Stored items:
"""

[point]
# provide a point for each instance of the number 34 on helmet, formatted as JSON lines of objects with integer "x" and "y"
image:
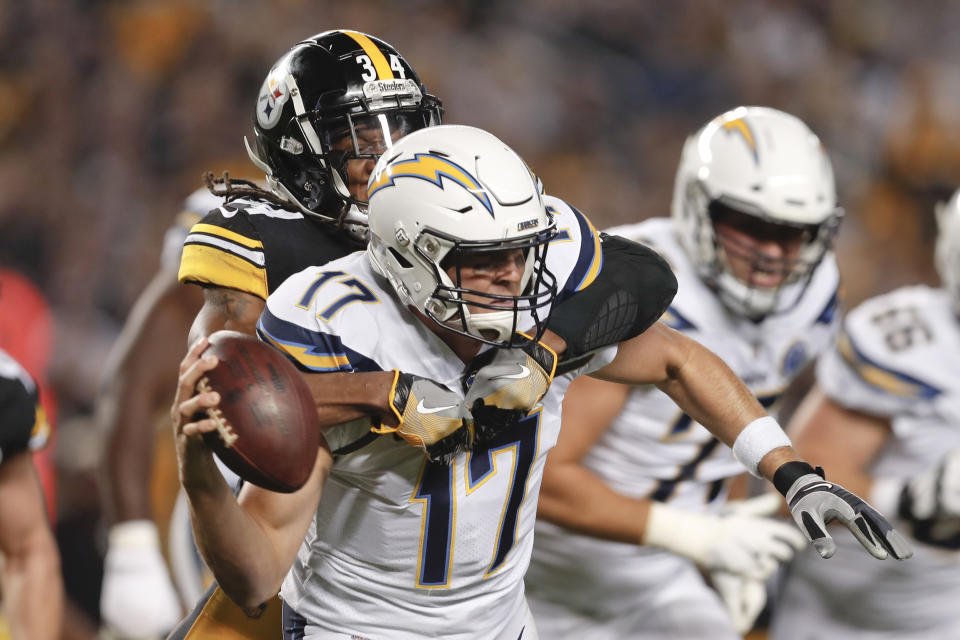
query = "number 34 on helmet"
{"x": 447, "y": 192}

"""
"""

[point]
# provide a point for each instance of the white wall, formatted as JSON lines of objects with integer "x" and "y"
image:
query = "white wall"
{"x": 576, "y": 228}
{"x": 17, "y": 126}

"""

### TASK BRIEF
Return all lines in the data that include the word "provide".

### WRITTEN RESPONSE
# provide a point for each instance of the number 34 on helmet, formatted as JSON lines of objects with integer "x" and "y"
# provide a point for each instance of the white wall, formatted as JSON lines of objects with integer "x" and "y"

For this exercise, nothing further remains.